=== SHORT EXERCISE ===
Your task is to print all of the material verbatim.

-- start GIVEN DATA --

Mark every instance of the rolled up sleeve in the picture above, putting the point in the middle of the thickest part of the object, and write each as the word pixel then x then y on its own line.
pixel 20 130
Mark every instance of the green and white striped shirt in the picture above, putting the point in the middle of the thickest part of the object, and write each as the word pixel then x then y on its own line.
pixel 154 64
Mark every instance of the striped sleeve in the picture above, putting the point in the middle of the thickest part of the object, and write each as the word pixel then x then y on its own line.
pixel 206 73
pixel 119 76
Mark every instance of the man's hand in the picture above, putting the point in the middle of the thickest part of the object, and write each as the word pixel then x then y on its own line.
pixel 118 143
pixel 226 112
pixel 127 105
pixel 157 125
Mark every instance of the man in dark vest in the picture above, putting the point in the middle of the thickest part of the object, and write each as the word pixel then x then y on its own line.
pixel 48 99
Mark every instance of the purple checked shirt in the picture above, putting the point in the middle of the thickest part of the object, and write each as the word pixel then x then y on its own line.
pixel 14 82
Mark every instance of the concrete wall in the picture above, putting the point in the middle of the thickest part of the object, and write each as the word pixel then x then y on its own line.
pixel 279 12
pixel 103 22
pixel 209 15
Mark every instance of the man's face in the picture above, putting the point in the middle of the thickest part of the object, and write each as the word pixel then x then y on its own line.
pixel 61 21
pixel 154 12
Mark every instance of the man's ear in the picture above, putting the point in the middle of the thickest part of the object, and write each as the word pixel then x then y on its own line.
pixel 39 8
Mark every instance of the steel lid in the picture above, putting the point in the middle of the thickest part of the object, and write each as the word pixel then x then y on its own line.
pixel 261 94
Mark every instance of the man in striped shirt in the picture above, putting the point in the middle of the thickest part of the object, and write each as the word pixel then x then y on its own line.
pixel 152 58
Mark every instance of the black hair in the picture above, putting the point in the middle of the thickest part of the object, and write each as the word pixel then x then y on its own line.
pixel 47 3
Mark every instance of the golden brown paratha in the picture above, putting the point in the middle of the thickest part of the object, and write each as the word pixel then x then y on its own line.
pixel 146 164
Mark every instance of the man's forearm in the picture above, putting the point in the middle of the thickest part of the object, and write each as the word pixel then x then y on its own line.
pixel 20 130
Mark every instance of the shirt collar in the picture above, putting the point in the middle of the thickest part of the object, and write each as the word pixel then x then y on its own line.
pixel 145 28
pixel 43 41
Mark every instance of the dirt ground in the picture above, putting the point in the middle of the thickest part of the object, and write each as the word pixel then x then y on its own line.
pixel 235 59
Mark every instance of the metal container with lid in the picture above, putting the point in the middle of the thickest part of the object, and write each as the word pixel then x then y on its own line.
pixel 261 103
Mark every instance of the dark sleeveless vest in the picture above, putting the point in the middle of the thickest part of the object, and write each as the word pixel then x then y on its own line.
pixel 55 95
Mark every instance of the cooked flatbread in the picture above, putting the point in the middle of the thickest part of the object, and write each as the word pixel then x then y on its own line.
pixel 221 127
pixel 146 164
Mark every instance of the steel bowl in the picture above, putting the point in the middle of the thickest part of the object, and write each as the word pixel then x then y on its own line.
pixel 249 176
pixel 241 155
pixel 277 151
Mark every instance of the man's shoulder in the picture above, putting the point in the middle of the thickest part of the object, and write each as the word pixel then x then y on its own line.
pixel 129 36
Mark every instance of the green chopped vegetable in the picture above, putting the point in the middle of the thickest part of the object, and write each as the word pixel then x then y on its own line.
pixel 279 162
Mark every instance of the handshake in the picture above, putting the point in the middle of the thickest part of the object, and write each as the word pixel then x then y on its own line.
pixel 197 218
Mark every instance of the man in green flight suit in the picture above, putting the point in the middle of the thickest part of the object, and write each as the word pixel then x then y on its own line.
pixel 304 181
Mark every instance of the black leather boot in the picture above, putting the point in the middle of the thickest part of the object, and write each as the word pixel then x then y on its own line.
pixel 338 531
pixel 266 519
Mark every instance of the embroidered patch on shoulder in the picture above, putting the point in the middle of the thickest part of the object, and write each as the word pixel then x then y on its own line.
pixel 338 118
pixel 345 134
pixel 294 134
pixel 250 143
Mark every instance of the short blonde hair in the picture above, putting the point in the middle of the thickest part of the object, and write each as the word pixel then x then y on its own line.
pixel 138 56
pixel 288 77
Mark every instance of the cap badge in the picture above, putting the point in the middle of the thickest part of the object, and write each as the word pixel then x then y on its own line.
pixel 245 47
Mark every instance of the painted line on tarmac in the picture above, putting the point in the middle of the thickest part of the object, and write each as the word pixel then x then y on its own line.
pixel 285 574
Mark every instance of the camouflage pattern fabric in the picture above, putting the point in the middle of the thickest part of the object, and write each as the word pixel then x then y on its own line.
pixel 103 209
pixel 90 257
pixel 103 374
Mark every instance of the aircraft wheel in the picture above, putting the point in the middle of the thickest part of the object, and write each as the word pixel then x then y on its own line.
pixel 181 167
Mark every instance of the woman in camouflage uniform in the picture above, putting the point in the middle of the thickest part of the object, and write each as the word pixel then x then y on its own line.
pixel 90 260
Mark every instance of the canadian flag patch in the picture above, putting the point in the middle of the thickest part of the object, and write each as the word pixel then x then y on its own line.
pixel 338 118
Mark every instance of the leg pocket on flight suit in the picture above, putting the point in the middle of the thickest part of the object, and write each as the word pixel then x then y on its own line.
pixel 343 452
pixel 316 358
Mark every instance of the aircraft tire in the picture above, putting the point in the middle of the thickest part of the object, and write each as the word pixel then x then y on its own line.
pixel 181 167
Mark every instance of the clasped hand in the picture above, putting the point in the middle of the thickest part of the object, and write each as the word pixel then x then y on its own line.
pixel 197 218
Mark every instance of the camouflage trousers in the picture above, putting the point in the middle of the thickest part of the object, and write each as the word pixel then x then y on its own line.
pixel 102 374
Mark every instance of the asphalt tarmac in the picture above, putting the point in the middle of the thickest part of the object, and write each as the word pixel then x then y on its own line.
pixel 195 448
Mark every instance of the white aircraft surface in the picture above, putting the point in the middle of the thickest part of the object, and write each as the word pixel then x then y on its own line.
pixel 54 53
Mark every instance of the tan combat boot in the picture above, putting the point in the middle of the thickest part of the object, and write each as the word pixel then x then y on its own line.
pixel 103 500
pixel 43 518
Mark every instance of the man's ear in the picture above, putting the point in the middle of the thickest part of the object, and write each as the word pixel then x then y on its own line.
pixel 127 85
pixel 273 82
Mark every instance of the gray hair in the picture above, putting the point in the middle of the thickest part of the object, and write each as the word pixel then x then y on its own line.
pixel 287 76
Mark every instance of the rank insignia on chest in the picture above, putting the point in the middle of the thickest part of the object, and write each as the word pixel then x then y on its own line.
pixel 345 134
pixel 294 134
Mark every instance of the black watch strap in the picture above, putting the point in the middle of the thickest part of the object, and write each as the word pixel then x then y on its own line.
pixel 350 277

-- end GIVEN DATA --

=== CORRECT RESPONSE ===
Mark every instance of the rolled up sleeve in the picture above, putting the point in the middle of the thickest part of the object, and write each as the word pixel then x then y on its own line.
pixel 20 130
Mark every instance of the green and white striped shirt in the picture above, putting the point in the middle of the thickest part of the object, and write each as the word pixel then x then y on its own line.
pixel 154 64
Mark every instance of the striped sleeve in the picture above, putting the point in the middle of the thickest part of the object, and write each as the word pixel then x then y on its own line.
pixel 206 73
pixel 119 76
Mark every instance of the man's hand in the picture above, putting the point in the middle of the thickest part of the object, and write each as the word pixel then x then y on its own line.
pixel 118 143
pixel 226 112
pixel 127 105
pixel 157 125
Mark every instance of the man in dark vest in the picture above, putting the point in the middle of the thickest part of the object, and write each as the word pixel then x then y on its own line.
pixel 48 99
Mark every instance of the purple checked shirt in the picture above, putting the point in the middle of the thickest part of the object, and write each as the word pixel then x then y on its own line.
pixel 14 82
Mark every instance of the concrete wall in the picture above, putting the point in the middle of the thickest part of the object, and write each as the word pixel then x then y on its own line.
pixel 279 12
pixel 103 22
pixel 209 15
Mark every instance of the man's face in the picture above, putting the point in the middle of the thickest part of the object, and write each as the word pixel then x then y on its own line.
pixel 61 21
pixel 154 12
Mark every instance of the man's ear in the picture above, putting the point in the middle of the thickest part of the object, and write each as the word pixel then x then y on its own line.
pixel 39 8
Mark every instance of the steel lid in the picture above, putting the point in the middle of the thickest part of the object, and write each as the word pixel then x then y on its own line.
pixel 261 94
Mark every instance of the man in striped shirt in the picture above, putting the point in the middle of the thickest part of the object, and write each as the word pixel then x then y on its own line.
pixel 152 58
Mark every instance of the black hair in the picture above, putting the point in the middle of the thickest part of the object, and write each as the word pixel then x then y on its own line.
pixel 47 3
Mark every instance of the golden brown paratha in the picture above, putting the point in the middle of the thickest part of the object, and write each as the word pixel then x then y on its own line.
pixel 146 164
Mark every instance of the man's forearm in the picture above, putting the point in the middle of the thickest part of the object, and write each as the word pixel then x then y on its own line.
pixel 20 130
Mark every instance of the shirt collar in the picture above, putting the point in the middle of the thickest part of the object, and write each as the word pixel then x then y on its own line.
pixel 145 28
pixel 43 41
Mark every instance of the dirt ground in the picture above, putting the point in the middle of the thickest part of the object, and write each as the word pixel then x then y on its own line.
pixel 235 59
Mark every instance of the metal container with lid in the picture above, putting the point in the middle of the thickest part of the object, and write each as the word pixel then x then y on its own line.
pixel 261 103
Mark every instance of the dark sleeveless vest in the picture above, putting the point in the middle of the thickest part of the object, and write each as the word pixel then x then y on its own line.
pixel 55 95
Mark every instance of the cooked flatbread in the picture above, putting the point in the middle of the thickest part of the object, and write each as the word pixel then x then y on its own line.
pixel 221 127
pixel 146 164
Mark every instance of the steel bowl in the picture above, putting the point in the middle of the thickest part of the object, and write each as the word pixel then x then y on its own line.
pixel 249 176
pixel 241 155
pixel 277 151
Mark every instance of the man's shoulder in the picture above, putting the point in the middle of the thickest part of the object, and write each as the word pixel then x then y on its own line.
pixel 129 36
Mark every instance of the green chopped vegetable in the picture above, putting the point in the middle of the thickest part of the object, and write each as the word pixel then x then y on its own line.
pixel 279 162
Mark every instance of the handshake in the picture above, putting the point in the middle of the thickest part of the object, and write each as the word pixel then x then y on its own line.
pixel 197 218
Mark every instance of the man in green flight suit in the picture above, putting the point in the middle of the thickest part of the object, and write each as the word pixel then x then y on its own line.
pixel 304 181
Mark every instance of the black leather boot in the picture above, putting the point in the middle of the thickest part of the object, and write each as the word pixel then x then y on its own line.
pixel 338 531
pixel 266 519
Mark every instance of the embroidered patch on shoulder in the picture above, putting the point in the middle of the thickest part of the object, and write each as the word pixel then x then y on its own line.
pixel 338 118
pixel 345 134
pixel 294 134
pixel 250 143
Mark every instance of the short blonde hair in the picture above, putting the point in the middle of the thickest part of the object, and write each as the word pixel then x then y on its own line.
pixel 138 56
pixel 288 77
Mark every instance of the cap badge in the picture above, putting the point in the middle of the thickest part of the object, and write each as the word pixel then x then y on its own line.
pixel 245 47
Mark every instance of the painted line on tarmac in the picture above, putting the point in the middle of the thickest part of the object, and write each as the word pixel then x then y on its own line.
pixel 285 574
Mark every instance of the camouflage pattern fabric in the picture above, putting the point in the middle of the thickest part of the object, and write each as the word pixel then x then y on its own line.
pixel 103 209
pixel 90 257
pixel 103 374
Mark every instance of the aircraft wheel in the picture above, putting the point in the middle of the thickest part of the object, and write each as the word pixel then x then y on its own line.
pixel 181 167
Mark every instance of the woman in camouflage uniform in the picture above, putting the point in the middle of the thickest part of the object, and write each as the word pixel then x then y on its own line.
pixel 90 260
Mark every instance of the canadian flag patch in the picture above, putting the point in the middle of the thickest part of the object, and write each as the word pixel then x then y on its own line.
pixel 338 118
Mark every instance of the leg pocket on flight suit in the picture above, putting the point in the middle of the thickest part of the object, and write each as the word pixel then x then y on its own line.
pixel 343 452
pixel 316 358
Mark every instance of the aircraft tire in the picture above, putting the point in the middle of the thickest part of the object, and write each as the word pixel then x then y on its own line.
pixel 181 167
Mark every instance of the clasped hand in the picture above, putting the point in the middle of the thickest part of the object, and write each as the word pixel then x then y on its own line.
pixel 197 218
Mark every instance of the camouflage trousers in the picture above, putting the point in the middle of the thickest part of the object, and write each as the word pixel then x then y on its own line.
pixel 102 374
Mark every instance of the asphalt tarmac in the picture above, putting the point in the middle of the thickest part of the object, and write each as the word pixel then x then y on its own line.
pixel 195 448
Mark every instance of the white aircraft surface in the picture above, putting the point in the middle of the thickest part of the object, and write each as the word pixel then x then y on its own line.
pixel 54 53
Mark every instance of the tan combat boot in the picture above, putting the point in the middle of the thickest part of the object, and write each as the word pixel then x then y on its own line.
pixel 103 500
pixel 43 518
Mark every instance of the man's ear in the picture above, putting the point in the middle of the thickest part of the object, and write each as the word pixel then x then y on its own line.
pixel 127 85
pixel 273 82
Mark every instance of the gray hair in the picture above, putting the point in the middle of the thickest part of the object, and write each as the word pixel then x then y on its own line.
pixel 287 76
Mark every instance of the rank insignia on chest in the picture above, putting the point in the middle of the thickest part of the object, and write each as the word pixel then x then y on its own line.
pixel 345 134
pixel 294 134
Mark every instance of the black watch strap in the picture above, putting the point in the middle of the thickest part of the object, and write each as the word pixel then x then y on its own line.
pixel 350 277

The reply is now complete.